_EXERCISE DETAILS_
Copy the entries below verbatim, starting at the first line and ending with the line that contains "pixel 324 207", with both ends included.

_LISTED ENTRIES_
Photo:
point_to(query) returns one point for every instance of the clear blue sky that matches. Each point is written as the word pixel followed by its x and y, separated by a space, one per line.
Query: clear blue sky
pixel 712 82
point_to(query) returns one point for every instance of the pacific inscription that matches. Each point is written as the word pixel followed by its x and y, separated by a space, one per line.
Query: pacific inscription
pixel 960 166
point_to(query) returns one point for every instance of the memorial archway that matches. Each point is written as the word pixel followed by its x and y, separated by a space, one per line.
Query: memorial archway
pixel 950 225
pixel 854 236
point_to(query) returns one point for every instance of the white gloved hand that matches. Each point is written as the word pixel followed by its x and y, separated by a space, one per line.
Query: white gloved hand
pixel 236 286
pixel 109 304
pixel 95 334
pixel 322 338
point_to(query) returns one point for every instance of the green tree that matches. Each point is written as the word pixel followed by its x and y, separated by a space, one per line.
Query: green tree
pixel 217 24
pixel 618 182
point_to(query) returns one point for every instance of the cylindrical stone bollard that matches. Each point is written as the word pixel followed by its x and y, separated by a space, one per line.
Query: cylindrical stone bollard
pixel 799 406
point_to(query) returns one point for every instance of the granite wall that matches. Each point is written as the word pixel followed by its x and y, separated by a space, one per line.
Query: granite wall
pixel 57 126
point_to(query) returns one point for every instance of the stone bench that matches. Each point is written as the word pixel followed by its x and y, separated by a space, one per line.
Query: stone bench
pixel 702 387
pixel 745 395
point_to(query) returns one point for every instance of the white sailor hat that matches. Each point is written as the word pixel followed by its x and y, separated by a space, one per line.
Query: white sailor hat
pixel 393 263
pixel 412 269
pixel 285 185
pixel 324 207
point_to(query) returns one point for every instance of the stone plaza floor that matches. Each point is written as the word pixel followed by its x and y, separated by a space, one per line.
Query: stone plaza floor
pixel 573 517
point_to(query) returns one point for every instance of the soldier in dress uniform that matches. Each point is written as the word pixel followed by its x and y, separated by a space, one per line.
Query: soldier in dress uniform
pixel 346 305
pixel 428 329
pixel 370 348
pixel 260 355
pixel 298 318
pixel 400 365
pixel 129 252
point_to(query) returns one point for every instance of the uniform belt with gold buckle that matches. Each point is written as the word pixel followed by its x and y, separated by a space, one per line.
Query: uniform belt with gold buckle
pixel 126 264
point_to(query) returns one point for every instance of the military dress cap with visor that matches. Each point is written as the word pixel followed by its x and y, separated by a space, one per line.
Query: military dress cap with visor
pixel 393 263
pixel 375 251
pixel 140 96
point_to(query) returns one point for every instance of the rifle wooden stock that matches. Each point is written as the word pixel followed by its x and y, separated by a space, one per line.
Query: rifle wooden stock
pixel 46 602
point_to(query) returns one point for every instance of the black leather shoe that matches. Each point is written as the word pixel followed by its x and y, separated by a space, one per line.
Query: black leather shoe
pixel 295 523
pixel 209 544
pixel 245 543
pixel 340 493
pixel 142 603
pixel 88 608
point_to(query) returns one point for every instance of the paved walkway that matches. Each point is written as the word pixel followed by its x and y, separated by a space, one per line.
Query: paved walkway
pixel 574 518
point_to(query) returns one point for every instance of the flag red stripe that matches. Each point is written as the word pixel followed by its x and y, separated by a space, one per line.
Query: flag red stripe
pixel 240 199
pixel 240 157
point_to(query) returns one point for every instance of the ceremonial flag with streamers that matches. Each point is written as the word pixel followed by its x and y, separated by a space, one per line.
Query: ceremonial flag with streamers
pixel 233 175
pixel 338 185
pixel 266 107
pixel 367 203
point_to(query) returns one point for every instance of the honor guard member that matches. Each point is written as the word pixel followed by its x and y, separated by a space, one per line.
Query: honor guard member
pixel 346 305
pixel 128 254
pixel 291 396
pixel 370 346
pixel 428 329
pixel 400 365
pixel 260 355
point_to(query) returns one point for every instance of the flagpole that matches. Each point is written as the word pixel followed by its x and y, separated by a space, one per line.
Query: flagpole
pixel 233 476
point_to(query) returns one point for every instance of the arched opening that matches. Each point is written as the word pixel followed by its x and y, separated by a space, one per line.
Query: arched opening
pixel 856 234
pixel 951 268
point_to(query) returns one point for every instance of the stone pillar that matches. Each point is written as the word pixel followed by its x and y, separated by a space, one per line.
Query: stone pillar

_ANSWER IN FULL_
Photo:
point_to(query) returns one point for every instance of the clear blue sky that matches. Each point is written as the word pixel followed by its x and y, separated by a space, one per line.
Query: clear blue sky
pixel 712 82
point_to(query) returns one point for every instance of the pacific inscription that matches. Each point is written as the word pixel followed by its x and y, separated by a space, one per line.
Query: pacific inscription
pixel 960 166
point_to(query) returns one point for every instance of the memorial archway that matches. Each point is written as the word pixel followed by its x and y, separated by a space, one per line.
Query: memorial archway
pixel 950 225
pixel 854 236
point_to(query) returns one point for every instance of the white gloved hand that matches. Each point is written as the word pixel followed by its x and y, separated by a space, one per line.
Query: white gloved hand
pixel 236 286
pixel 109 304
pixel 95 334
pixel 322 338
point_to(query) returns one point for every instance of the green tree that matches. Each point is written as the word pixel followed by its x and y, separated by a space, one per line.
Query: green tree
pixel 217 24
pixel 618 182
point_to(query) returns one point for every instance of the cylindrical stone bollard that matches. Each point is written as the word pixel followed by its x and y, separated by a space, one per line.
Query: cylindrical stone bollard
pixel 799 406
point_to(query) returns one point for every instance of the granite wall that matches. Each point is written as the word pixel followed by its x and y, separated by a space, one per line.
Query: granite wall
pixel 57 126
point_to(query) returns one point for every instance of the stone bench that matches. Each point is written as the word pixel followed by its x and y, separated by a space, one per line.
Query: stone bench
pixel 702 387
pixel 745 395
point_to(query) returns one point for every instance of the white sailor hat that matches. Each point is written as the word pixel followed by its x and y, separated by a space, one per line.
Query: white sailor hat
pixel 393 263
pixel 412 269
pixel 285 185
pixel 324 207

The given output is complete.